* _What you should do_:
Can you express the listing below, from the line containing "Sports vision module: track the red" through the end of the listing, as a JSON list of strings with one string per line and blank lines omitted?

Items from a dataset:
◇ ◇ ◇ ◇ ◇
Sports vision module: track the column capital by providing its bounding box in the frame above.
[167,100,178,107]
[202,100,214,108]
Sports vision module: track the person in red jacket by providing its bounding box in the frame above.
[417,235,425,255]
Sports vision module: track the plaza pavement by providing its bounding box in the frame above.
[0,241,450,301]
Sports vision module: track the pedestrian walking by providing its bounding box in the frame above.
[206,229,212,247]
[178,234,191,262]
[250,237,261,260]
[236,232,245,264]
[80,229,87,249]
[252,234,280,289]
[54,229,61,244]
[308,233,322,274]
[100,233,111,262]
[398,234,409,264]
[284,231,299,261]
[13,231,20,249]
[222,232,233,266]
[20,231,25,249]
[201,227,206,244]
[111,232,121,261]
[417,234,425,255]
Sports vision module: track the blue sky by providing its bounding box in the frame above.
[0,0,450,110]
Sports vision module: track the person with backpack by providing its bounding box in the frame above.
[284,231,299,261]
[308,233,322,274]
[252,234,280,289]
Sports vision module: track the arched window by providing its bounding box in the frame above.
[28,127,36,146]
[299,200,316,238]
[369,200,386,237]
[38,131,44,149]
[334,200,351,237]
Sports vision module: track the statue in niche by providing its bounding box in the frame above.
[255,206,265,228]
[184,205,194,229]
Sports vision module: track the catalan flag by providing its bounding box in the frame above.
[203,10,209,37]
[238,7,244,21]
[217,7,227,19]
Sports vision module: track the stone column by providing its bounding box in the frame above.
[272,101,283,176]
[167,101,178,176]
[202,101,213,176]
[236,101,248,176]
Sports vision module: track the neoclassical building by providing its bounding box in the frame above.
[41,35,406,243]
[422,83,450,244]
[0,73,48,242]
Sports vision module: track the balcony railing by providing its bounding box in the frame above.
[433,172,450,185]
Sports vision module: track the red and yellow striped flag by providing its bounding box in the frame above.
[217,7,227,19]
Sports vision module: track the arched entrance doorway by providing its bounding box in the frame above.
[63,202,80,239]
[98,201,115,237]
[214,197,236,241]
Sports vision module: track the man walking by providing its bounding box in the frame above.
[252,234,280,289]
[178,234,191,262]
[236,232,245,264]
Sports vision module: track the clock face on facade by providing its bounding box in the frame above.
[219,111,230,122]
◇ ◇ ◇ ◇ ◇
* _Solution below_:
[
  "Sports vision module: track the red and yellow striped flag by providing its bounding box in the frame above.",
  "[217,7,227,19]",
  "Sports vision module: track the arched entrance doorway by providing its bounding box in the frame above.",
  "[63,202,80,239]",
  "[98,201,115,237]",
  "[214,197,236,241]",
  "Sports vision module: track the man walking by providing its bounding box in the frame above.",
  "[252,234,280,289]",
  "[178,234,191,262]",
  "[236,232,245,264]",
  "Sports vision module: track the clock face on facade by providing its bounding box in the frame above.",
  "[219,111,230,122]"
]